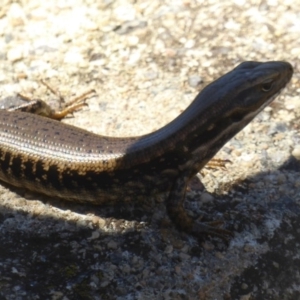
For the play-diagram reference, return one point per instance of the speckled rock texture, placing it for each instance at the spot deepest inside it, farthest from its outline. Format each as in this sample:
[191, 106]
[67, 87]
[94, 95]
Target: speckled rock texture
[147, 60]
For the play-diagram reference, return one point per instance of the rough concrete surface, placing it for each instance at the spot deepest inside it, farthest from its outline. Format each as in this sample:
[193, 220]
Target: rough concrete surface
[147, 60]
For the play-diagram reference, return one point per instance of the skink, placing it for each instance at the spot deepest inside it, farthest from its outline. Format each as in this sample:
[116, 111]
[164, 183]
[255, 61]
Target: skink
[59, 160]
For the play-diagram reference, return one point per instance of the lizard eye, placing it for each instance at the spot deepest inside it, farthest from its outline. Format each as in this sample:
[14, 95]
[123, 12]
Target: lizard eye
[267, 85]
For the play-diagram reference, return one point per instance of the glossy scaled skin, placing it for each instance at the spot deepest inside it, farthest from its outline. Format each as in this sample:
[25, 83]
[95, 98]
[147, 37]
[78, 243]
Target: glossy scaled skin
[63, 161]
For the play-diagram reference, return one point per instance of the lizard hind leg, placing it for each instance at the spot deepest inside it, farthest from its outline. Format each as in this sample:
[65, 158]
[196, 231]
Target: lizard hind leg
[183, 221]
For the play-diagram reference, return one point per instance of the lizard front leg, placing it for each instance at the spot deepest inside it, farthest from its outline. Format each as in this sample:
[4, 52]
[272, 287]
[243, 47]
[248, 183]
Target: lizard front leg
[182, 220]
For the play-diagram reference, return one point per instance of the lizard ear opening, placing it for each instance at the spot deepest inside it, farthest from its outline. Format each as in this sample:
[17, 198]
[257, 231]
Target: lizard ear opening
[267, 85]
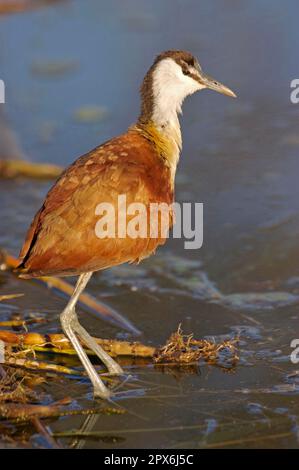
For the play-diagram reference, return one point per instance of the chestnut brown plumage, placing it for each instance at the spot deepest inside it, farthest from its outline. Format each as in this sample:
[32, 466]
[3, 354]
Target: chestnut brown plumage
[140, 164]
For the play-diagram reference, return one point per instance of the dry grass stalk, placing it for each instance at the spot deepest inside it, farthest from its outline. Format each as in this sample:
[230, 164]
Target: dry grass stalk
[180, 349]
[58, 343]
[8, 262]
[184, 349]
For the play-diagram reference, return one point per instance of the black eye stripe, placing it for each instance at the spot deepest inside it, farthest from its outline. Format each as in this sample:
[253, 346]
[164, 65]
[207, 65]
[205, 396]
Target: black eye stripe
[186, 71]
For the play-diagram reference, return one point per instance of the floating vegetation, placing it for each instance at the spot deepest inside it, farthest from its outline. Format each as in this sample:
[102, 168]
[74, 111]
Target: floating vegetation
[185, 349]
[179, 349]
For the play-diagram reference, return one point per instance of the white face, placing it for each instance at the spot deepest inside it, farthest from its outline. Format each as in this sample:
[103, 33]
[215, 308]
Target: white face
[170, 88]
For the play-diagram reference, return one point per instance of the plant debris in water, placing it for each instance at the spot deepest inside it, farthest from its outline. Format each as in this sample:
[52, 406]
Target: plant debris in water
[185, 349]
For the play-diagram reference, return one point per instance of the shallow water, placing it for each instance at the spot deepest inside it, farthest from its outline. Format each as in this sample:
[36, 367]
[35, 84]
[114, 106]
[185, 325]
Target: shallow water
[240, 158]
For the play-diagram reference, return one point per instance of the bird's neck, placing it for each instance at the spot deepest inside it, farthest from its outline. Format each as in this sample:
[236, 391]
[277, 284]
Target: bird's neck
[159, 120]
[166, 139]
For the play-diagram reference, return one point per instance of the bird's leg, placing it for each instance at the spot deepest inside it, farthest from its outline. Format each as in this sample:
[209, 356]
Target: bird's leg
[90, 342]
[66, 318]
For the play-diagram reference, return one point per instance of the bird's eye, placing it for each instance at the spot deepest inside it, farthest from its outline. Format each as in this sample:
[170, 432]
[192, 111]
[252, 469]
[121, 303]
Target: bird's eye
[186, 71]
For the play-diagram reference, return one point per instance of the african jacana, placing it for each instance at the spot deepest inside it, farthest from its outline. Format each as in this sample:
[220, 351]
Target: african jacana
[141, 164]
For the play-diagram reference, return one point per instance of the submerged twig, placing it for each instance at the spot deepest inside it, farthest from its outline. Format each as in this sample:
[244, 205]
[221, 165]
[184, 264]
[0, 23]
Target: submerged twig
[185, 349]
[180, 349]
[58, 343]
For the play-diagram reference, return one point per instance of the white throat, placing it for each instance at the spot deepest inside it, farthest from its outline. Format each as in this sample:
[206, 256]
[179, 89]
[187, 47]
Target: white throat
[170, 88]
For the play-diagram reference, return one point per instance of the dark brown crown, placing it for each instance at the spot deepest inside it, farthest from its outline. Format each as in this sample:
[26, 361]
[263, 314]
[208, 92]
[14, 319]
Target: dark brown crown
[182, 58]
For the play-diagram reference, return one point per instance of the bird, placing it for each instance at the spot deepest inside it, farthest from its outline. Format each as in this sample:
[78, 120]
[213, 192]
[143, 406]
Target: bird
[140, 164]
-*-*-
#### Task details:
Write out every line of the records above as a JSON list of strings, one string per line, with blank lines and the pictures left out.

#### Response for this exercise:
[
  "For the play-diagram reference, return one point per instance of the speckled rock texture, placing it for each instance at the spot deepest inside it, farthest from its outline. Format each as in this sample:",
  "[191, 106]",
  "[67, 87]",
  "[94, 95]",
  "Target: speckled rock texture",
  "[147, 60]",
  "For the play-diagram reference, return one point per instance of the rough concrete surface, placing it for each instance at the spot deepest inside it, farthest from its outline. Format each as in this sample:",
  "[193, 220]",
  "Target: rough concrete surface",
  "[147, 60]",
  "For the play-diagram reference, return one point per instance of the skink, placing it for each instance at the spot deepest inside it, farthest from its outline. Format each as in this sample:",
  "[116, 111]",
  "[164, 183]",
  "[255, 61]",
  "Target: skink",
  "[59, 160]",
  "For the play-diagram reference, return one point per instance of the lizard eye, placing it for each instance at the spot deepest inside it, farthest from its outline. Format each as in this sample:",
  "[14, 95]",
  "[123, 12]",
  "Target: lizard eye",
  "[267, 85]",
  "For the play-diagram reference, return one point per instance of the glossy scaled skin, placing it for each instance at the spot deepest inside it, farthest from its outline. Format each as in this sample:",
  "[25, 83]",
  "[95, 98]",
  "[147, 37]",
  "[78, 243]",
  "Target: glossy scaled skin",
  "[63, 161]",
  "For the play-diagram reference, return one point per instance of the lizard hind leg, placing it for each instance at the spot deepest inside it, farthest from its outline. Format each as in this sample:",
  "[65, 158]",
  "[196, 231]",
  "Target: lizard hind leg",
  "[183, 221]",
  "For the play-diagram reference, return one point per instance of the lizard front leg, placing it for each instance at the spot deepest inside it, farthest from its outline. Format each as in this sample:",
  "[4, 52]",
  "[272, 287]",
  "[243, 47]",
  "[248, 183]",
  "Target: lizard front leg",
  "[182, 220]",
  "For the play-diagram reference, return one point per instance of the lizard ear opening, placing it for each instance at the spot deepest inside it, farthest from its outline. Format each as in this sample:",
  "[17, 198]",
  "[257, 231]",
  "Target: lizard ear opening",
  "[267, 85]",
  "For the play-diagram reference, return one point per instance of the chestnut brown plumage, placing it for each instance at the spot deepest inside it, farthest from its outline. Format each as in this sample:",
  "[32, 466]",
  "[3, 354]",
  "Target: chestnut brown plumage",
  "[140, 164]",
  "For the play-diagram reference, return one point per instance of the dry grass stalk, placing it for each instance at the spot deepest inside it, farthest from its outline. Format each as in this sample:",
  "[230, 164]",
  "Target: dry grass stalk",
  "[180, 349]",
  "[58, 343]",
  "[8, 262]",
  "[184, 349]",
  "For the play-diagram reference, return one point per instance of the black eye stripe, placing it for each instance at the spot deepest inside it, farthest from its outline. Format each as in this sample:",
  "[253, 346]",
  "[164, 65]",
  "[207, 65]",
  "[205, 396]",
  "Target: black eye stripe",
  "[186, 71]",
  "For the play-diagram reference, return one point per instance of the floating vegetation, placing it for each instance at the spot deepest inside it, farthest from its outline. Format each as in this sample:",
  "[102, 168]",
  "[74, 111]",
  "Target: floating vegetation",
  "[185, 349]",
  "[179, 349]",
  "For the play-diagram reference, return one point per instance of the white face, placing it for each instance at the spot deepest inside it, farthest from its outline. Format each as in this sample:",
  "[103, 33]",
  "[215, 308]",
  "Target: white face",
  "[170, 88]",
  "For the play-diagram reference, return one point per instance of the plant debris in water, placing it for each instance at the spot deepest inside it, farthest from its outline. Format each as in this sample:",
  "[52, 406]",
  "Target: plant debris in water",
  "[185, 349]",
  "For the play-diagram reference, return one point per instance of the shallow water, placing it for each instance at the spot deepest inside it, farthest from its outline. Format each as in this sample:",
  "[36, 367]",
  "[35, 84]",
  "[114, 106]",
  "[185, 325]",
  "Target: shallow water",
  "[240, 158]",
  "For the play-diagram reference, return one point per instance of the bird's neck, placing it for each instance at the spot deepest inside it, farthest from its outline. Format each as in this sample:",
  "[236, 391]",
  "[277, 284]",
  "Target: bird's neck",
  "[159, 120]",
  "[166, 139]",
  "For the play-diagram reference, return one point per instance of the bird's leg, placing it for each instance at the spot deepest inside it, farthest from its outline. Format each as in this sample:",
  "[209, 356]",
  "Target: bird's leg",
  "[90, 342]",
  "[66, 318]",
  "For the play-diagram reference, return one point per instance of the bird's eye, placing it for each instance at the spot deepest inside it, farthest from its outline. Format each as in this sample:",
  "[170, 432]",
  "[192, 111]",
  "[252, 469]",
  "[121, 303]",
  "Target: bird's eye",
  "[186, 71]",
  "For the play-diagram reference, return one point per instance of the african jacana, placing it for each instance at the spot deepest inside it, farthest from its outline. Format each as in this sample:",
  "[220, 351]",
  "Target: african jacana",
  "[141, 164]",
  "For the play-diagram reference, return one point per instance of the submerged twig, placing it for each instance at the spot deepest inside it, farthest from its outline. Format each as in this sample:",
  "[244, 205]",
  "[221, 165]",
  "[184, 264]",
  "[0, 23]",
  "Target: submerged twig",
  "[185, 349]",
  "[180, 349]",
  "[58, 343]",
  "For the play-diagram reference, return one point per instance of the white throat, placing it for each instance at the spot deepest inside it, farthest from its outline. Format each as in this sample:",
  "[206, 256]",
  "[179, 89]",
  "[187, 47]",
  "Target: white throat",
  "[170, 88]",
  "For the play-diagram reference, return one point per instance of the dark brown crown, placing it for each instance at the spot deepest inside it, farthest from its outline. Format each as in this sample:",
  "[26, 361]",
  "[263, 314]",
  "[208, 92]",
  "[14, 319]",
  "Target: dark brown crown",
  "[182, 58]",
  "For the play-diagram reference, return one point per instance of the bird, placing it for each instance at the spot deepest inside it, farthest from its outline. Format each as in this sample:",
  "[78, 120]",
  "[213, 192]",
  "[143, 406]",
  "Target: bird",
  "[140, 164]"
]